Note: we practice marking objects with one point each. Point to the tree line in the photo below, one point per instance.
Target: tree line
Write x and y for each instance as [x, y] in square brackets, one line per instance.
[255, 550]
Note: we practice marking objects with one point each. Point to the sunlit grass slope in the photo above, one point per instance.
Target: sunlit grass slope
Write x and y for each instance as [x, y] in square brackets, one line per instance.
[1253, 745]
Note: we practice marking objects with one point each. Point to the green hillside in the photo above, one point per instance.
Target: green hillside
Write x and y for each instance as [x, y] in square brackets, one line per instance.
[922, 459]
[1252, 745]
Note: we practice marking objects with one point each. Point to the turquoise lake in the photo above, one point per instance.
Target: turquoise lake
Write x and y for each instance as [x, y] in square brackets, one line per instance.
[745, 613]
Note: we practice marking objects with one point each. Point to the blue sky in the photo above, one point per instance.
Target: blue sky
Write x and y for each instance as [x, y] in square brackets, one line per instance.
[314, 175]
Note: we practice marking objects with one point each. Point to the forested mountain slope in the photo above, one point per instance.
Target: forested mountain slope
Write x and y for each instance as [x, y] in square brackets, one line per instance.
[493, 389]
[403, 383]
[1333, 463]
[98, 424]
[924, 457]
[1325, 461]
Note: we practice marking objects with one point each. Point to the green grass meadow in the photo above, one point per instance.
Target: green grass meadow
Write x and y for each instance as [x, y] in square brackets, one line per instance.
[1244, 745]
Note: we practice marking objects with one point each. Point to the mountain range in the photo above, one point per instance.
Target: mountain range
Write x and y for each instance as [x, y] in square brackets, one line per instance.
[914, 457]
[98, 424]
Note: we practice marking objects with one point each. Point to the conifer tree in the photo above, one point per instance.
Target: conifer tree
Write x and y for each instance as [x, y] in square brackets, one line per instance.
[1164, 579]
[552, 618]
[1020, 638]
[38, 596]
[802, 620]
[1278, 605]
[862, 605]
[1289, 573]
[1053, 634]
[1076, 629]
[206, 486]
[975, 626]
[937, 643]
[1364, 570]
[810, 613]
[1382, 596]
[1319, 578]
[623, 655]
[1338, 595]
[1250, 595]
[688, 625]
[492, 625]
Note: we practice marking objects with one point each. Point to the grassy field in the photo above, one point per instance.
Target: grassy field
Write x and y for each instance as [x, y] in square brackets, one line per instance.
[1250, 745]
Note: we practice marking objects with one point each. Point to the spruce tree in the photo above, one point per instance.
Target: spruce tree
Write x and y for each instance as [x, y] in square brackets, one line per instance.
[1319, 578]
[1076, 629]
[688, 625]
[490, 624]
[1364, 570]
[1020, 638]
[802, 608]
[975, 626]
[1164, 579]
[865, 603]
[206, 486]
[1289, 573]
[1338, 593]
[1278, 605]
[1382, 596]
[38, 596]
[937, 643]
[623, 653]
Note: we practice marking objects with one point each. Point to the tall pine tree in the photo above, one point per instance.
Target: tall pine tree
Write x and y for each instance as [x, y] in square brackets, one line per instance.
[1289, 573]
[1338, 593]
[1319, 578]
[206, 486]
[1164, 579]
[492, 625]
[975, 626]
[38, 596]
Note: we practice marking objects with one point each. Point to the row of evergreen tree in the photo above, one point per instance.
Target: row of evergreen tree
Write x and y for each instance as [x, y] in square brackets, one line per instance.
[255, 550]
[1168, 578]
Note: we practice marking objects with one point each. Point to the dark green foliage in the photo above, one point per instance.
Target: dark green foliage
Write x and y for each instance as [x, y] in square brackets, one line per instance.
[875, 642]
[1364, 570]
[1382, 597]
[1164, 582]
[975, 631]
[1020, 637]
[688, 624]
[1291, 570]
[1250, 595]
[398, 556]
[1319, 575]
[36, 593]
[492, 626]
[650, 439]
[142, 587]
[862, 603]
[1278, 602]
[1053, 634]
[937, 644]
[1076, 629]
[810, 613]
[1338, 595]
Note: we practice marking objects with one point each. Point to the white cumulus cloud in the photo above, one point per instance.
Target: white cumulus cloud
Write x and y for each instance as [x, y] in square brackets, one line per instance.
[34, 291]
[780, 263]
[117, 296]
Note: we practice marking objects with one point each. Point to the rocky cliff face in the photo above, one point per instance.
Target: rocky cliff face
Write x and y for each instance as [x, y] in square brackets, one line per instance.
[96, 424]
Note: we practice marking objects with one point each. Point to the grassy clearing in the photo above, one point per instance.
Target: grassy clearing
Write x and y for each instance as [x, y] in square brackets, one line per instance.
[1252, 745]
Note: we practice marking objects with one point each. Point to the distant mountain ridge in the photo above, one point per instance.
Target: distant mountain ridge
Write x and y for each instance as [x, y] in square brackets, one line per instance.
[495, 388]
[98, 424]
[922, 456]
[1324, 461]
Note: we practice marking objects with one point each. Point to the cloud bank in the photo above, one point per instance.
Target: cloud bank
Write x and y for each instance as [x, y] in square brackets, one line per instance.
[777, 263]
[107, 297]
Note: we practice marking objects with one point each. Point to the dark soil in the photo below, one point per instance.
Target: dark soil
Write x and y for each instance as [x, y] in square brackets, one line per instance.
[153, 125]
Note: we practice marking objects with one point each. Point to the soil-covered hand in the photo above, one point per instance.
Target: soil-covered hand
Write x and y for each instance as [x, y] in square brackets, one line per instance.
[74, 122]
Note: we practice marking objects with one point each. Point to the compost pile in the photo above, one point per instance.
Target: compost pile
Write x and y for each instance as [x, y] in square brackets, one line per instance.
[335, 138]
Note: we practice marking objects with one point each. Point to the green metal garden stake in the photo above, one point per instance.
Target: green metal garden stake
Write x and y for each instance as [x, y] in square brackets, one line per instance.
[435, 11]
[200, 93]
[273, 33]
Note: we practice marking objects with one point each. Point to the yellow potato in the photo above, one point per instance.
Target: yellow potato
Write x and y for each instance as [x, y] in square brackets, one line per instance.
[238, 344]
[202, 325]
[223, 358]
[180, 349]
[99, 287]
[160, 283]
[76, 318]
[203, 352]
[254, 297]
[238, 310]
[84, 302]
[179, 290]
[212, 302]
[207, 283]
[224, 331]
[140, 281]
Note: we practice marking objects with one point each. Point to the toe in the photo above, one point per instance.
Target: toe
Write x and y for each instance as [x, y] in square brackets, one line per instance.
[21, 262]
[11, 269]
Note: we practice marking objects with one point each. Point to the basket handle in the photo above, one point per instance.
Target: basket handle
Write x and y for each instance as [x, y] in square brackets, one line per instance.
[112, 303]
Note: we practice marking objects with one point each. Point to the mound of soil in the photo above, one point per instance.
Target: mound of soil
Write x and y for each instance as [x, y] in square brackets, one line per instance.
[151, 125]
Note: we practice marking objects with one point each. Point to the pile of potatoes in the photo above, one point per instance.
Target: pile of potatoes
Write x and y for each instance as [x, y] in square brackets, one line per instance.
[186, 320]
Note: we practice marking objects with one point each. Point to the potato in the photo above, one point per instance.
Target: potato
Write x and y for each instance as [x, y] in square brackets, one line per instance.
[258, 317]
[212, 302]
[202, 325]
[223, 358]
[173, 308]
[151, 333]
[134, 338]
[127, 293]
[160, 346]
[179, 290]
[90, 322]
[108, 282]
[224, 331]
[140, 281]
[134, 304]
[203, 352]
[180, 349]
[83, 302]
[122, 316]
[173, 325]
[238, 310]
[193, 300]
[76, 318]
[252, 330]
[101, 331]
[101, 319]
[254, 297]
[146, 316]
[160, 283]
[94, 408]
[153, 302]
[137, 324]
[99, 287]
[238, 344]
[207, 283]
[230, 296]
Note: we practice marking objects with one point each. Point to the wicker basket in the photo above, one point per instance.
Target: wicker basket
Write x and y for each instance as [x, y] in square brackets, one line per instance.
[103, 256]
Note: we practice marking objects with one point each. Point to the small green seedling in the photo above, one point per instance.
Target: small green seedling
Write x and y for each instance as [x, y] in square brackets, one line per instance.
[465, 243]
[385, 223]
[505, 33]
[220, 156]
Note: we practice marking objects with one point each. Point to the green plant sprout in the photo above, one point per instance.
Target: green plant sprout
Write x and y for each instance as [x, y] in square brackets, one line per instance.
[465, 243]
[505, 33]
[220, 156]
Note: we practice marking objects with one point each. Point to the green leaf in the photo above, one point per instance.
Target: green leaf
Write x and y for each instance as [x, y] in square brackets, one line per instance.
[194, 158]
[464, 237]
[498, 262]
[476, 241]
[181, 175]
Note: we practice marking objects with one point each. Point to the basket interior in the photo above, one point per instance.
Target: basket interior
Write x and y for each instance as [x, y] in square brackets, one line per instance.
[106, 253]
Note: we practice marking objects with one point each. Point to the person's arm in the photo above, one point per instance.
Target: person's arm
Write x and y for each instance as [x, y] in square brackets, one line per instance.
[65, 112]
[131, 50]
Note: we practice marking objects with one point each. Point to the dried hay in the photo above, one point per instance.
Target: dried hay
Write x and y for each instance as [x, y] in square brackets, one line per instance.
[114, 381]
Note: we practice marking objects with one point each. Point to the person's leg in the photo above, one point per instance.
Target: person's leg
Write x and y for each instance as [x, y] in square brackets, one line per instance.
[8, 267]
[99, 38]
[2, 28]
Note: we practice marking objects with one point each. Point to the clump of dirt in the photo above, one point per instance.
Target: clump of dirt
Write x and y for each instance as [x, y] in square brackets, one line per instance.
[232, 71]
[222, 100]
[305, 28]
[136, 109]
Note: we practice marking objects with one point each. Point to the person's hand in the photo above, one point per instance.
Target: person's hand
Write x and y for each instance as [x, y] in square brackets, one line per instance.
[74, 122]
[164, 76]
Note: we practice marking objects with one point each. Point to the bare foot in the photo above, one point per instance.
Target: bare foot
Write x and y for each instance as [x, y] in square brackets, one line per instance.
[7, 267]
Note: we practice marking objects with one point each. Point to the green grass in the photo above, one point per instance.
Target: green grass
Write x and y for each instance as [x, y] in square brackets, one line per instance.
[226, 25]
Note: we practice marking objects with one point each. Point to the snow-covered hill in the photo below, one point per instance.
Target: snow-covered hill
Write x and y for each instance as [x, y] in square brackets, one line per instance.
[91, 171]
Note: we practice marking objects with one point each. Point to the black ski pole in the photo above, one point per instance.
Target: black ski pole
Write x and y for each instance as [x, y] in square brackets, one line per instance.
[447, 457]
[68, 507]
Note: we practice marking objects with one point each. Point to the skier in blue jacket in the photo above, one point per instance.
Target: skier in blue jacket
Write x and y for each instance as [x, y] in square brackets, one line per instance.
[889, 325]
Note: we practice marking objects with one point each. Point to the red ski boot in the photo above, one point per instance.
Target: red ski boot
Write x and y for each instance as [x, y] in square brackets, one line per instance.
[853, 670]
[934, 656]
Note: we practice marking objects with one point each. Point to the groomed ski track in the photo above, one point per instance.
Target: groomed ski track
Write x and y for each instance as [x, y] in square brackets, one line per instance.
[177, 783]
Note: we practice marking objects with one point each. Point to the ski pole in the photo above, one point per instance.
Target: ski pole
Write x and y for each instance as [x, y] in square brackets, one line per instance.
****************
> Objective
Repeat exactly the lines above from the line that contains "the person's hand" through the end. Include both of these ends; leave out everything else.

> Full output
Note: we practice marking objects with one point each. Point to the person's hand in the photo above, one point per instance.
Target: person's hand
Write x and y for each instance as [x, y] in square brackets, one line per instance.
[74, 122]
[164, 76]
Note: we practice marking objects with one point each. Point to the bare foot in the photo above, one point per instance.
Target: bare foot
Write x and y for each instance as [x, y] in square brackets, one line per instance.
[7, 267]
Note: we practice marking objects with one point each. Point to the green grass in the photo above, one point per instance.
Target: green grass
Write x and y for each instance as [x, y] in square brackets, one line per instance.
[226, 25]
Note: we practice marking objects with one point each. Point to the snow-covered hill in the photo below, one point per instance.
Target: snow-covered hill
Write x and y for each instance as [x, y] in square brackets, one line per instance.
[91, 171]
Note: we practice marking objects with one point each. Point to the black ski pole in the photo above, one point per instance.
Target: black ski pole
Write x and y for each instance as [x, y] in square brackets, one line per instance.
[447, 457]
[68, 507]
Note: we practice marking objects with one point each. Point to the skier in blue jacket in the photo above, one point per instance.
Target: skier in blue jacket
Write x and y for each instance as [x, y] in square brackets, one line per instance.
[889, 325]
Note: we practice marking objects with one point each. Point to the red ski boot in the photo above, one point per instance.
Target: red ski boot
Write x and y for each instance as [x, y] in square brackets, one line per instance.
[853, 670]
[934, 656]
Note: we practice marking objects with one point each. Point to the groomed ski track in the photo above, one point per instance.
Target: groomed ski track
Write x and y for each instance as [x, y] in square brackets, one line per instance.
[177, 783]
Note: we practice marking objects with one point each. Point to the ski pole in the photo above, one point per instance.
Target: ski pole
Write x and y for each instance as [x, y] in square brackets, one line per instance.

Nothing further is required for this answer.